Exercise data -
___

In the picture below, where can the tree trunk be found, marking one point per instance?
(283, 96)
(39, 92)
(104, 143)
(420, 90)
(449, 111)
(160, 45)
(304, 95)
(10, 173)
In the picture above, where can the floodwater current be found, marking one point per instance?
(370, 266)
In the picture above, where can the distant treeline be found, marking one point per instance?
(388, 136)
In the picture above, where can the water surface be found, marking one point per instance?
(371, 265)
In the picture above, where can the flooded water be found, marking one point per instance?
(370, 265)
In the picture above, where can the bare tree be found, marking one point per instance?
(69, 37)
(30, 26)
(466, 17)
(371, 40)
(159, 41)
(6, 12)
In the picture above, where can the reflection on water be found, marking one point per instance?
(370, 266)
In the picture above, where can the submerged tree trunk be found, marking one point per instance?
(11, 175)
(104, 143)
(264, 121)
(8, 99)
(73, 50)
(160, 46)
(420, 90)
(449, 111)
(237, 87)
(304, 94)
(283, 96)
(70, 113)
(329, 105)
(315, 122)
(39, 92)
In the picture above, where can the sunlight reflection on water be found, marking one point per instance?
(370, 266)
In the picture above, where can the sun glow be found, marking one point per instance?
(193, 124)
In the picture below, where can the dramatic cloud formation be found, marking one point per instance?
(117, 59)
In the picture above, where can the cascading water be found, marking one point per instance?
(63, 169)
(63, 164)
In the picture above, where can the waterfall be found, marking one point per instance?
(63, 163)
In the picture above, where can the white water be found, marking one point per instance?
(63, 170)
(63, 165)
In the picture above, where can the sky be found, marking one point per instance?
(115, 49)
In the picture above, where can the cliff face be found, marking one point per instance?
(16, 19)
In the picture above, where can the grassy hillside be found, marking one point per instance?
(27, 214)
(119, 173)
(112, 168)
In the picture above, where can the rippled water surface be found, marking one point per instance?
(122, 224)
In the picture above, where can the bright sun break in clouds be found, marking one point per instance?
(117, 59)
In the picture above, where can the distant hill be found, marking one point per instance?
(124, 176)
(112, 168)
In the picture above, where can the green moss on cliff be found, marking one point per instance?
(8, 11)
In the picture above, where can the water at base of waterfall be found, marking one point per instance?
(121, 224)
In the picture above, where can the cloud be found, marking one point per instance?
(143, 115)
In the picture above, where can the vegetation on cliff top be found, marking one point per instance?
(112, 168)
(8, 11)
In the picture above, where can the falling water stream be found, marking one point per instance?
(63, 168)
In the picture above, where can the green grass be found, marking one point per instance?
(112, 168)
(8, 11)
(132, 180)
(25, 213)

___

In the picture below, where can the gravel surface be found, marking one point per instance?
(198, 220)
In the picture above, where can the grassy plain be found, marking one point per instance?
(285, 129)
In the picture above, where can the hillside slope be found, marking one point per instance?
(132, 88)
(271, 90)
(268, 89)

___

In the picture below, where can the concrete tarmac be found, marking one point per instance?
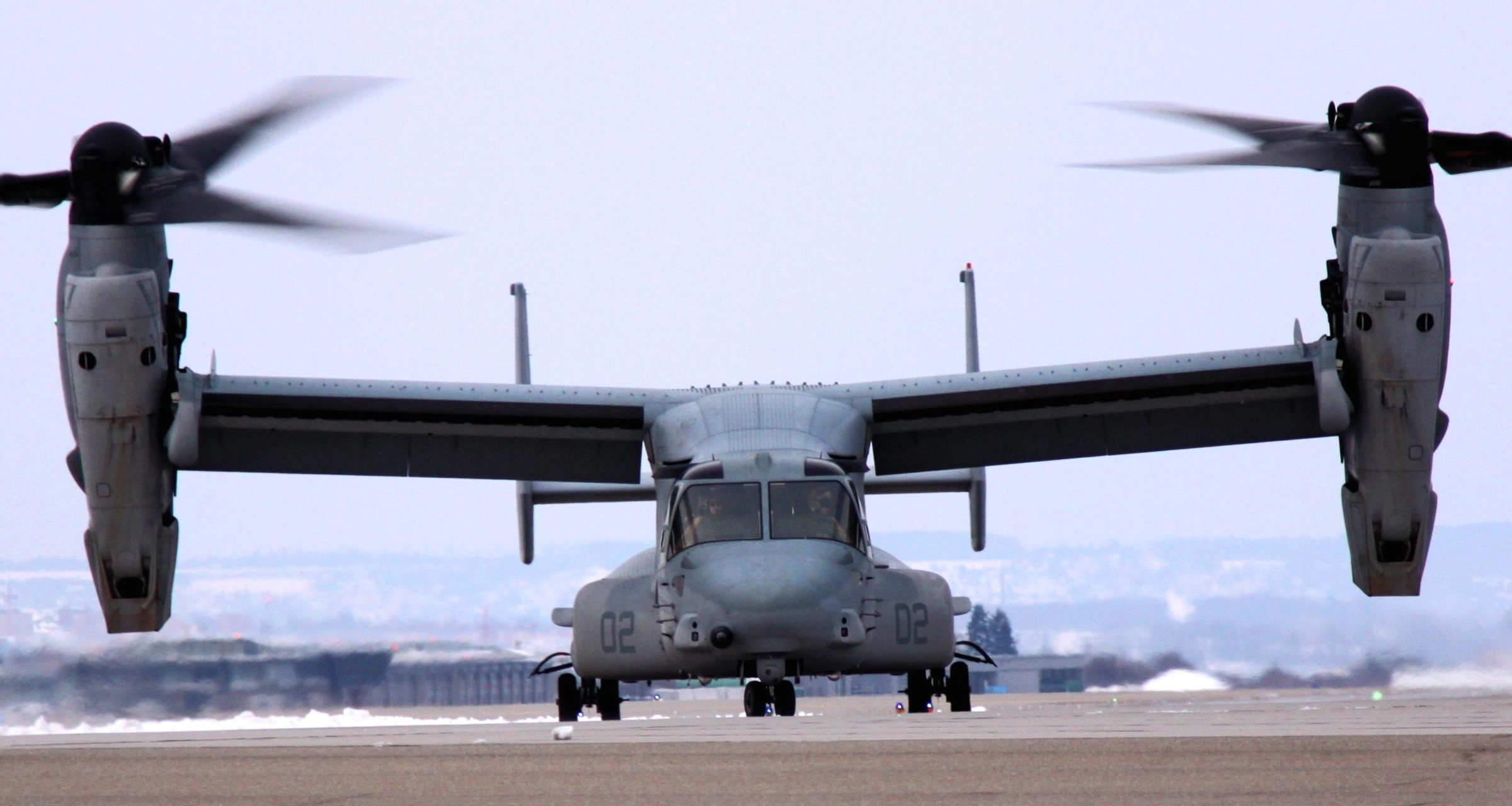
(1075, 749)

___

Task details -
Gather every line of the records above that contains the word "reflection", matching case exactly.

Complete response -
In the picture above, where can the reflection on water be found, marking one point per instance?
In the picture above, where can the sunlight reflection on water be found, marking one point per instance?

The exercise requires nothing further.